[What to do]:
Find every line in the data below that contains the string "clicks", and copy each of those lines in full. Matching is case-sensitive.

[Supplied records]:
----------------------------------------

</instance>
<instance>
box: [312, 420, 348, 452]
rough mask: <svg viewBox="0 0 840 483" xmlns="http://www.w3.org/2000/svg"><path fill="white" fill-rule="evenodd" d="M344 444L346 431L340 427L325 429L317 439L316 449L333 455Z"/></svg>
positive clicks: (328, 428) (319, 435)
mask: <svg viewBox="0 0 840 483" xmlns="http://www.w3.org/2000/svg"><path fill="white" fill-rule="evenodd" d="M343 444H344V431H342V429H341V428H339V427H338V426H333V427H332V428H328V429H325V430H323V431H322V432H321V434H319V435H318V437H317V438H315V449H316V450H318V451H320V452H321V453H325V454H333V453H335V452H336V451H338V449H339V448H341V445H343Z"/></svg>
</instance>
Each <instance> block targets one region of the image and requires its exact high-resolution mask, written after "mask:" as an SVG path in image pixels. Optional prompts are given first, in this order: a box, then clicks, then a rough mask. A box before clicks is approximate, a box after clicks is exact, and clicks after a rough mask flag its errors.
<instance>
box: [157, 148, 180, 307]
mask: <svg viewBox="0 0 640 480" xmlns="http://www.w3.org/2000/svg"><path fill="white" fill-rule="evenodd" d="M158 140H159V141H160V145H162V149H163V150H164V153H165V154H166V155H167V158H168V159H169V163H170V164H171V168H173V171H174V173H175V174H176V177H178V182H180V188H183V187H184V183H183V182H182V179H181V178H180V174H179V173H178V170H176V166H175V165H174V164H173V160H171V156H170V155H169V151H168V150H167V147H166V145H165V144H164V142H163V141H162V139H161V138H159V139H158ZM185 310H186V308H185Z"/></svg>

----------------------------------------

[Solution to the exercise]:
positive clicks: (328, 428) (319, 435)
Each <instance> block targets one region of the image and requires its exact high-resolution mask, written after "mask:" as an SVG path in image pixels. Optional prompts are given first, in this order: a box, then clicks, then a rough mask. A box before clicks is approximate, a box after clicks is exact, and clicks after a rough mask flag its errors.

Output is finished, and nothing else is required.